**Exercise description:** In the forum thread on millennial loneliness, what group of people was the referenced social media study done on?

**Supplied passage:**
※ ※ ※

One in five millennials are lonely and have 'no friends' - laurex
https://nypost.com/2019/08/02/1-in-5-millennials-are-lonely-and-have-no-friends-survey/
======
lawlorino
> “Here’s the bottom line: Using less social media than you normally would
> leads to significant decreases in both depression and loneliness,” says
> study author Melissa Hunt.

Maybe their words were taken out of context, but the study this refers to was
done on a group of undergraduates [0] so besides it being, in my opinion, an
overly simplistic solution, I'd be hesitant to draw this out to the wider
population. This is especially apparent when looking at the YouGov poll stats
where there's clearly a lot of different reasons why people feel they cannot
make friends. This is not to say that overuse of social media is not
problematic.

I'd be interested to see how this varies by country - loneliness is something
I've struggled with a lot in my life as I've moved city/country many times and
never lived in the US. I've found each place differs a lot in how easy or
difficult it is to make friends and acquaintances, although this could be
because I'm at different stages in my life when I've moved.

[0]
[https://guilfordjournals.com/doi/abs/10.1521/jscp.2018.37.10...](https://guilfordjournals.com/doi/abs/10.1521/jscp.2018.37.10.751?journalCode=jscp&)

※ ※ ※

Records from a collection

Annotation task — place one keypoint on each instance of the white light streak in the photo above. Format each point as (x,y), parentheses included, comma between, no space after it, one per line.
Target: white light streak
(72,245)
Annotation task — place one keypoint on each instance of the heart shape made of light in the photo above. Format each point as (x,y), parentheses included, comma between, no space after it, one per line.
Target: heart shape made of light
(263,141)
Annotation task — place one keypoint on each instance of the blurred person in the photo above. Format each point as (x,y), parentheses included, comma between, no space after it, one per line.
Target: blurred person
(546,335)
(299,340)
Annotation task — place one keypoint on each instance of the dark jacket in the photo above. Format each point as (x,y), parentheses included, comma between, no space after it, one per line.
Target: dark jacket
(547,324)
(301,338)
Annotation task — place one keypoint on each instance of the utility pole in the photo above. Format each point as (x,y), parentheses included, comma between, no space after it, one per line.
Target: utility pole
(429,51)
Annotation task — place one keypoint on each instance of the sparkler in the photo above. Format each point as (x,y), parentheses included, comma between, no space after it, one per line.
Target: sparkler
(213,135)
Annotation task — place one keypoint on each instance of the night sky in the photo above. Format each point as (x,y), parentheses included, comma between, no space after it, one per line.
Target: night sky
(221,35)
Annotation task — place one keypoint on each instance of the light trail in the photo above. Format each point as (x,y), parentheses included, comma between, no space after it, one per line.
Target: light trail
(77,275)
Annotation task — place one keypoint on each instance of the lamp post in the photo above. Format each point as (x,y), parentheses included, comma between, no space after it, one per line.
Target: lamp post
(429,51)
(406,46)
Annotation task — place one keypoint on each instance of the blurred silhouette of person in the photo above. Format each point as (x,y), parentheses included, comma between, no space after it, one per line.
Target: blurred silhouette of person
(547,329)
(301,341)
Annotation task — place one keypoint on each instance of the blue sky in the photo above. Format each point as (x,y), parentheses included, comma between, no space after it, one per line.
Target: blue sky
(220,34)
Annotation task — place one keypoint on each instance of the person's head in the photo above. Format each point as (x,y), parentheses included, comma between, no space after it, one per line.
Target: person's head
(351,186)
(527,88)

※ ※ ※

**Solution to the problem:** A group of undergraduates.